Brief
What is needed here is an exact transcription of the entries that follow.
== Provided material
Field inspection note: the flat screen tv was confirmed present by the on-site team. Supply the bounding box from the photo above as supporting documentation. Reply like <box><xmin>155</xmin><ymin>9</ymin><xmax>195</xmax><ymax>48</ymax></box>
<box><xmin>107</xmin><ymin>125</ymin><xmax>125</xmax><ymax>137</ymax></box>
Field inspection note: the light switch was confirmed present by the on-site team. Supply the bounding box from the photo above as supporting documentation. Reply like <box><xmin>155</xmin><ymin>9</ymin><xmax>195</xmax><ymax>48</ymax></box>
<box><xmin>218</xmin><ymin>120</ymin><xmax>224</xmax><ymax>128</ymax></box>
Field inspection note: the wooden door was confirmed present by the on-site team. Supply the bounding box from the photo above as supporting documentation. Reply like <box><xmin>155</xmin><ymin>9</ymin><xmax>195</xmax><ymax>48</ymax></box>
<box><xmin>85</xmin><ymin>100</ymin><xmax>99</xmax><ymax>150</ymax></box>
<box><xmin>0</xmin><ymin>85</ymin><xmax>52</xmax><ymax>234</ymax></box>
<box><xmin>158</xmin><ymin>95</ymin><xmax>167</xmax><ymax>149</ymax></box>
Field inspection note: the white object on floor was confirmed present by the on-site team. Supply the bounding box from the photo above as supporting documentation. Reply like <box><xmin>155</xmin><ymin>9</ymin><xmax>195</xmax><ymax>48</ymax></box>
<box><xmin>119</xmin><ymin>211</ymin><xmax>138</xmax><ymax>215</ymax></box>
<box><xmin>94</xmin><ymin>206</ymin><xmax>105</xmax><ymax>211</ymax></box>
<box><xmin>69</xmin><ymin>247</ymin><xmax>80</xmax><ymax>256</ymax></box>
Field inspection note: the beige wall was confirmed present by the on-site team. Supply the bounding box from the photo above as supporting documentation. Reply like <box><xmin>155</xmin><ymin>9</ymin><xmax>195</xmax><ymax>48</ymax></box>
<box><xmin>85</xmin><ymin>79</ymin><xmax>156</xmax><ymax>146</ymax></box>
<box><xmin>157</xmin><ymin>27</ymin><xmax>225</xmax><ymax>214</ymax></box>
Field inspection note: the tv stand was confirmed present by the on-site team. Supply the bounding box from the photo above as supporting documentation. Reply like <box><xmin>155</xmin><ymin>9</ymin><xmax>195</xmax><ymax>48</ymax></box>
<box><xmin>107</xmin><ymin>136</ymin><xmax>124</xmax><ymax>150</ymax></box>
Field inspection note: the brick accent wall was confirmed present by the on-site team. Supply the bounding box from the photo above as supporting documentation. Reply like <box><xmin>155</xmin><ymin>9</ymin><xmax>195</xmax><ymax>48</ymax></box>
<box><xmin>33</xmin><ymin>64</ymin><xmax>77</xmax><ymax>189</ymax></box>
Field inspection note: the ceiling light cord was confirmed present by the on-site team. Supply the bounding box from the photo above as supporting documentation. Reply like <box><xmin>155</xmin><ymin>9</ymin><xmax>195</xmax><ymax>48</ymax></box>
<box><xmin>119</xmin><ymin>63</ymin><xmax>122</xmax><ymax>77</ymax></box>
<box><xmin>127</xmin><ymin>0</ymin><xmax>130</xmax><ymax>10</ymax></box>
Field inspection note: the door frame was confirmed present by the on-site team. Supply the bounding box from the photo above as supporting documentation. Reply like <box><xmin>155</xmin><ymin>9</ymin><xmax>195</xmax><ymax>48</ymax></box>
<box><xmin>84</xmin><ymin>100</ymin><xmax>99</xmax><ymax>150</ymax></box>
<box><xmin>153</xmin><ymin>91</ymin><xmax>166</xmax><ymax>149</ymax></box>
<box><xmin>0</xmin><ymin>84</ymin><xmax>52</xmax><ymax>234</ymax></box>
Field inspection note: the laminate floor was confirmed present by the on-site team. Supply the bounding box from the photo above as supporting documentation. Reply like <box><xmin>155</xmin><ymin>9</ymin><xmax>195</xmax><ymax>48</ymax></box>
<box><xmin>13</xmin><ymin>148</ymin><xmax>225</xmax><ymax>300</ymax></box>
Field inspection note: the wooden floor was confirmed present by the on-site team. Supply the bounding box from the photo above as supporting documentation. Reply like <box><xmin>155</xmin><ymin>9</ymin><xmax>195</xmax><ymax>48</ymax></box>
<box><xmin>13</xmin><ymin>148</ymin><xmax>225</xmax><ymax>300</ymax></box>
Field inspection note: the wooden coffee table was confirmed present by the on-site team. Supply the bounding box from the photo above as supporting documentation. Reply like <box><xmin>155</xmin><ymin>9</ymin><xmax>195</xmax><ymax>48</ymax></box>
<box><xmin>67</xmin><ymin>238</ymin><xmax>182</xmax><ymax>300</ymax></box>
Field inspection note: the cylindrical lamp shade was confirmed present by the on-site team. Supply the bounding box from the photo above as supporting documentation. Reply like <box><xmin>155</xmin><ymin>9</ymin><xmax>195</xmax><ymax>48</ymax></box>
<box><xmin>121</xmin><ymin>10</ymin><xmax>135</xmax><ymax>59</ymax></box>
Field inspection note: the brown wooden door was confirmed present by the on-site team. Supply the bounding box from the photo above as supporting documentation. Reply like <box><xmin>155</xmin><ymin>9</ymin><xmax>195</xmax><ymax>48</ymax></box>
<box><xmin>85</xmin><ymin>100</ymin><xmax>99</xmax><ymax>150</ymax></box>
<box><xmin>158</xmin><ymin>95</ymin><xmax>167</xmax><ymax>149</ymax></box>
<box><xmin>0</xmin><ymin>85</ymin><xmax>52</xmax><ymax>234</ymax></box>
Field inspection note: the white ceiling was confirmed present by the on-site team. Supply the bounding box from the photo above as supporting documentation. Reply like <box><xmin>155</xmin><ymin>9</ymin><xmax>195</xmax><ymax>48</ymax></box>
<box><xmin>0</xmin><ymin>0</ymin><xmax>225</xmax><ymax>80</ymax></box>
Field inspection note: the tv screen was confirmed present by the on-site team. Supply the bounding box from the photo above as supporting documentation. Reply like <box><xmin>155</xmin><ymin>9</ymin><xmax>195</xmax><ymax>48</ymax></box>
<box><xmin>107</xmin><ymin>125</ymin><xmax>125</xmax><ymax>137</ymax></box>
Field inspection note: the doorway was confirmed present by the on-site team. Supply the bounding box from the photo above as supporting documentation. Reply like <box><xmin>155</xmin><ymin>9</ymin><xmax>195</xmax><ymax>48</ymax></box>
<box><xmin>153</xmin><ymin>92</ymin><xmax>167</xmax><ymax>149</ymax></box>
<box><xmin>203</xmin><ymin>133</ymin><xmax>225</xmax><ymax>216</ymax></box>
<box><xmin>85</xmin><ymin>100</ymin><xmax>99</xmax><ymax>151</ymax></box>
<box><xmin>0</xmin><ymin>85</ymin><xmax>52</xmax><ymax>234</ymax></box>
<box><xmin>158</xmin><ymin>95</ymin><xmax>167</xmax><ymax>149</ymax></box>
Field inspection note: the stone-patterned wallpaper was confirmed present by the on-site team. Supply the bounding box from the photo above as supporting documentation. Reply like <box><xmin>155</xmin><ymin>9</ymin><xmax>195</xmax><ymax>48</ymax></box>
====
Answer section
Field inspection note: the flat screen tv was confirmed present by the on-site team. Supply the bounding box from the photo above as supporting documentation. Reply like <box><xmin>155</xmin><ymin>9</ymin><xmax>195</xmax><ymax>48</ymax></box>
<box><xmin>107</xmin><ymin>125</ymin><xmax>125</xmax><ymax>137</ymax></box>
Field inspection note: the light switch was confirmed present by the on-site team. Supply the bounding box from the photo above as supporting documentation. Reply like <box><xmin>155</xmin><ymin>9</ymin><xmax>195</xmax><ymax>48</ymax></box>
<box><xmin>218</xmin><ymin>120</ymin><xmax>224</xmax><ymax>128</ymax></box>
Field inspection note: the wooden door was confirmed present by the on-site team. Supply the bounding box from the photo above as supporting documentation. Reply like <box><xmin>155</xmin><ymin>9</ymin><xmax>195</xmax><ymax>48</ymax></box>
<box><xmin>85</xmin><ymin>100</ymin><xmax>99</xmax><ymax>150</ymax></box>
<box><xmin>0</xmin><ymin>85</ymin><xmax>52</xmax><ymax>234</ymax></box>
<box><xmin>158</xmin><ymin>95</ymin><xmax>167</xmax><ymax>149</ymax></box>
Field inspection note: the white object on floor was confirmed present by the on-site team. Supply the bounding box from the photo above as supporting documentation. Reply like <box><xmin>155</xmin><ymin>9</ymin><xmax>195</xmax><ymax>48</ymax></box>
<box><xmin>119</xmin><ymin>211</ymin><xmax>138</xmax><ymax>215</ymax></box>
<box><xmin>94</xmin><ymin>206</ymin><xmax>105</xmax><ymax>211</ymax></box>
<box><xmin>69</xmin><ymin>247</ymin><xmax>80</xmax><ymax>256</ymax></box>
Field inspection note: the beige wall was confirmed present by the on-site team. Supply the bounding box from the photo above as supporting documentation. Reply like <box><xmin>155</xmin><ymin>9</ymin><xmax>195</xmax><ymax>48</ymax></box>
<box><xmin>85</xmin><ymin>79</ymin><xmax>156</xmax><ymax>146</ymax></box>
<box><xmin>157</xmin><ymin>27</ymin><xmax>225</xmax><ymax>214</ymax></box>
Field inspection note: the tv stand was confirmed present by the on-site team. Supply the bounding box from the photo above as supporting documentation. Reply like <box><xmin>155</xmin><ymin>9</ymin><xmax>195</xmax><ymax>48</ymax></box>
<box><xmin>107</xmin><ymin>136</ymin><xmax>124</xmax><ymax>150</ymax></box>
Field inspection note: the brick accent wall was confirmed present by the on-site team. Supply the bounding box from the photo above as supporting documentation. Reply like <box><xmin>155</xmin><ymin>9</ymin><xmax>195</xmax><ymax>48</ymax></box>
<box><xmin>33</xmin><ymin>64</ymin><xmax>77</xmax><ymax>189</ymax></box>
Field inspection note: the ceiling light cord was confirmed present by the on-site team. Supply the bounding box from the photo above as supporting documentation. Reply like <box><xmin>155</xmin><ymin>9</ymin><xmax>195</xmax><ymax>48</ymax></box>
<box><xmin>119</xmin><ymin>63</ymin><xmax>122</xmax><ymax>77</ymax></box>
<box><xmin>127</xmin><ymin>0</ymin><xmax>130</xmax><ymax>10</ymax></box>
Field inspection note: the door frame was confirmed present by the on-site team. Supply the bounding box from the photo above as supporting documentation. Reply like <box><xmin>155</xmin><ymin>9</ymin><xmax>195</xmax><ymax>48</ymax></box>
<box><xmin>84</xmin><ymin>100</ymin><xmax>99</xmax><ymax>150</ymax></box>
<box><xmin>153</xmin><ymin>91</ymin><xmax>166</xmax><ymax>149</ymax></box>
<box><xmin>0</xmin><ymin>84</ymin><xmax>52</xmax><ymax>234</ymax></box>
Field inspection note: the laminate floor was confirmed present by the on-site team. Supply the bounding box from the photo above as supporting documentation. Reply like <box><xmin>155</xmin><ymin>9</ymin><xmax>195</xmax><ymax>48</ymax></box>
<box><xmin>13</xmin><ymin>148</ymin><xmax>225</xmax><ymax>300</ymax></box>
Field inspection note: the wooden floor was confirmed present by the on-site team. Supply the bounding box from the photo above as supporting documentation. Reply like <box><xmin>155</xmin><ymin>9</ymin><xmax>195</xmax><ymax>48</ymax></box>
<box><xmin>13</xmin><ymin>148</ymin><xmax>225</xmax><ymax>300</ymax></box>
Field inspection note: the wooden coffee table was confirmed present by the on-site team. Supply the bounding box from the photo above as supporting documentation. Reply like <box><xmin>155</xmin><ymin>9</ymin><xmax>195</xmax><ymax>48</ymax></box>
<box><xmin>67</xmin><ymin>238</ymin><xmax>182</xmax><ymax>300</ymax></box>
Field inspection note: the cylindrical lamp shade was confirmed present by the on-site team. Supply the bounding box from the photo above as supporting documentation. Reply like <box><xmin>155</xmin><ymin>9</ymin><xmax>195</xmax><ymax>48</ymax></box>
<box><xmin>121</xmin><ymin>10</ymin><xmax>135</xmax><ymax>59</ymax></box>
Field inspection note: the brown wooden door was confirmed present by the on-site team. Supply the bounding box from the photo above as supporting documentation. Reply like <box><xmin>155</xmin><ymin>9</ymin><xmax>195</xmax><ymax>48</ymax></box>
<box><xmin>85</xmin><ymin>100</ymin><xmax>99</xmax><ymax>150</ymax></box>
<box><xmin>158</xmin><ymin>95</ymin><xmax>167</xmax><ymax>149</ymax></box>
<box><xmin>0</xmin><ymin>85</ymin><xmax>52</xmax><ymax>234</ymax></box>
Field inspection note: the white ceiling was confirmed present by the on-site team. Supply the bounding box from the photo above as supporting documentation. Reply like <box><xmin>155</xmin><ymin>9</ymin><xmax>195</xmax><ymax>48</ymax></box>
<box><xmin>0</xmin><ymin>0</ymin><xmax>225</xmax><ymax>80</ymax></box>
Field inspection note: the tv screen was confirmed present by the on-site team. Supply the bounding box from the photo above as supporting documentation. Reply like <box><xmin>155</xmin><ymin>9</ymin><xmax>195</xmax><ymax>48</ymax></box>
<box><xmin>107</xmin><ymin>125</ymin><xmax>125</xmax><ymax>137</ymax></box>
Field inspection note: the doorway was confirmed present by the on-site team. Supply the bounding box from the photo above as supporting documentation. Reply like <box><xmin>155</xmin><ymin>9</ymin><xmax>195</xmax><ymax>48</ymax></box>
<box><xmin>153</xmin><ymin>92</ymin><xmax>167</xmax><ymax>149</ymax></box>
<box><xmin>203</xmin><ymin>133</ymin><xmax>225</xmax><ymax>216</ymax></box>
<box><xmin>85</xmin><ymin>100</ymin><xmax>99</xmax><ymax>151</ymax></box>
<box><xmin>0</xmin><ymin>85</ymin><xmax>52</xmax><ymax>234</ymax></box>
<box><xmin>158</xmin><ymin>95</ymin><xmax>167</xmax><ymax>149</ymax></box>
Field inspection note: the stone-patterned wallpaper was confirmed present by the on-site team. Supply the bounding box from the photo above as supporting documentation. Reply like <box><xmin>155</xmin><ymin>9</ymin><xmax>195</xmax><ymax>48</ymax></box>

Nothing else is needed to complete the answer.